VOTRE TRAVAIL:
• a. Recopiez le passage de l'extrait compris entre « La résolution que » et « de sa domination. », bornes incluses.
• b. D'après l'extrait, contre les forces de qui Robert, roi de Naples, défendit-il les Florentins ?

La résolution que prirent les Campaniens de se donner aux Romains, afin de les exciter à la guerre, ainsi que je l’ai dit ci-dessus, n’est pas la seule chose qu’il faille remarquer ici : elle nous fait voir que le seul remède qui reste à une cité que ses propres forces ne peuvent défendre, et qui veut se soustraire à tout prix au joug de l’ennemi qui la menace, c’est de se donner librement et sans réserve à celui qu’elle a choisi pour défenseur, ainsi qu’en agirent les Campaniens à l’égard des Romains, et les Florentins envers Robert, roi de Naples, qui, ne voulant pas les secourir comme alliés, les défendit bientôt comme sujets contre les forces de Castruccio de Lucques, qui les tenait courbés sous le poids de sa domination.

Entrées d'annotation de contours

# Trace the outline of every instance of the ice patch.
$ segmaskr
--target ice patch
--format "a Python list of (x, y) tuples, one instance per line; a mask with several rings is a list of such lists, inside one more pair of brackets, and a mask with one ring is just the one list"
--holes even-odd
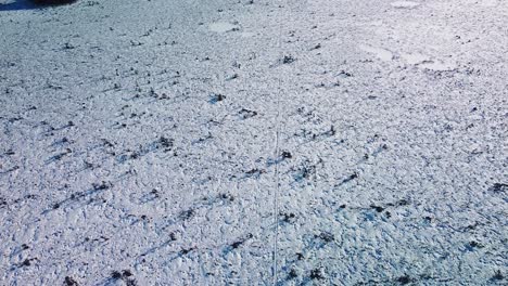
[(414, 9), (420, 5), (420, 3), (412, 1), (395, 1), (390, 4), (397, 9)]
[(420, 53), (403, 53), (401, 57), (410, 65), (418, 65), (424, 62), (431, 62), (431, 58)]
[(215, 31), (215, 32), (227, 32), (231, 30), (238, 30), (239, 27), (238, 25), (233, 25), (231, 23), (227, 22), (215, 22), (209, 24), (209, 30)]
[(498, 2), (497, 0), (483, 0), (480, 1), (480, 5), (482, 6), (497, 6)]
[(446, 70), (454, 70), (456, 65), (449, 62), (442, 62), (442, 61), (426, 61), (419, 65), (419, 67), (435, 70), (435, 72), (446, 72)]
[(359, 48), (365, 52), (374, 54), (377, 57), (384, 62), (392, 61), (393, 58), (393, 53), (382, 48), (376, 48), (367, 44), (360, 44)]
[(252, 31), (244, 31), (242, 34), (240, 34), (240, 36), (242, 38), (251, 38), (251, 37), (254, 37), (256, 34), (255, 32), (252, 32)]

* * *

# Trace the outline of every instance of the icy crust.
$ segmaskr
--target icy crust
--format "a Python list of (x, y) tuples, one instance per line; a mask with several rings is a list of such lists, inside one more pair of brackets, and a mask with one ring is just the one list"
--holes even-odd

RÉPONSES:
• a.
La résolution que prirent les Campaniens de se donner aux Romains, afin de les exciter à la guerre, ainsi que je l’ai dit ci-dessus, n’est pas la seule chose qu’il faille remarquer ici : elle nous fait voir que le seul remède qui reste à une cité que ses propres forces ne peuvent défendre, et qui veut se soustraire à tout prix au joug de l’ennemi qui la menace, c’est de se donner librement et sans réserve à celui qu’elle a choisi pour défenseur, ainsi qu’en agirent les Campaniens à l’égard des Romains, et les Florentins envers Robert, roi de Naples, qui, ne voulant pas les secourir comme alliés, les défendit bientôt comme sujets contre les forces de Castruccio de Lucques, qui les tenait courbés sous le poids de sa domination.

• b. Contre les forces de Castruccio de Lucques.